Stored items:
☆ ☆ ☆ ☆

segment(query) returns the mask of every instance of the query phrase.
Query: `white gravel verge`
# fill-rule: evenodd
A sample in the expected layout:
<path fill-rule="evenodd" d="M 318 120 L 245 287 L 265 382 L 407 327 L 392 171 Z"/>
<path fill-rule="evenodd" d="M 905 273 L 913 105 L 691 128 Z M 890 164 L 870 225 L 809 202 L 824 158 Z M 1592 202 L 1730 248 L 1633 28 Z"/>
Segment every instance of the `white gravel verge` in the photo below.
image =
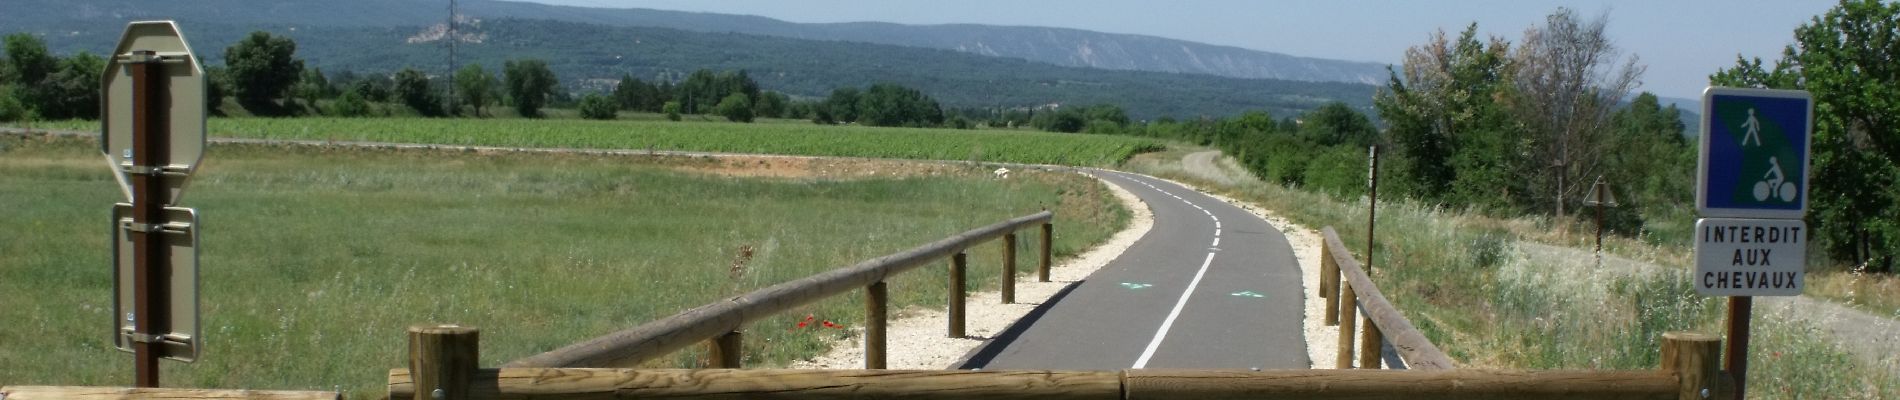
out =
<path fill-rule="evenodd" d="M 1098 180 L 1100 178 L 1097 178 Z M 1148 204 L 1135 197 L 1134 193 L 1123 190 L 1108 181 L 1115 198 L 1132 214 L 1128 227 L 1110 236 L 1108 241 L 1084 251 L 1081 255 L 1061 260 L 1049 269 L 1049 282 L 1036 282 L 1035 274 L 1029 273 L 1016 278 L 1016 304 L 999 304 L 1001 293 L 986 291 L 972 293 L 965 303 L 968 313 L 964 321 L 966 339 L 944 337 L 944 311 L 911 307 L 897 311 L 889 325 L 885 327 L 886 360 L 890 369 L 945 369 L 968 354 L 970 350 L 983 344 L 988 338 L 1008 329 L 1009 325 L 1029 314 L 1036 306 L 1049 300 L 1056 292 L 1080 282 L 1097 269 L 1108 265 L 1109 261 L 1120 257 L 1123 251 L 1133 246 L 1136 240 L 1148 234 L 1154 227 L 1154 213 Z M 1025 271 L 1033 271 L 1034 266 Z M 855 327 L 850 339 L 839 340 L 831 345 L 831 351 L 811 360 L 792 362 L 791 368 L 804 369 L 857 369 L 864 368 L 864 328 Z"/>

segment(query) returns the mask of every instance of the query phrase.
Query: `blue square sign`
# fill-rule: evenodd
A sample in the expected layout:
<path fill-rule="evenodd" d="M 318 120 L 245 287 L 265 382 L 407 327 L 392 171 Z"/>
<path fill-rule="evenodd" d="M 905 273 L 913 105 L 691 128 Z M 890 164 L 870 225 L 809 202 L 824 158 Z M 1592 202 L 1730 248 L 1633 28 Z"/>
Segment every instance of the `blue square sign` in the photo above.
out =
<path fill-rule="evenodd" d="M 1704 90 L 1696 212 L 1728 218 L 1804 216 L 1813 132 L 1814 100 L 1806 91 Z"/>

☆ ☆ ☆ ☆

PROBLEM TO SOLVE - Gather every line from the entries above where the word "instance" appears, and copy them.

RESPONSE BOX -
segment(query) returns the mask of every instance of the query phrase.
Segment every instance of the `white gravel verge` in the photo below.
segment(query) returns the mask of every instance of the query phrase.
Segment every instance of the `blue square sign` in the photo above.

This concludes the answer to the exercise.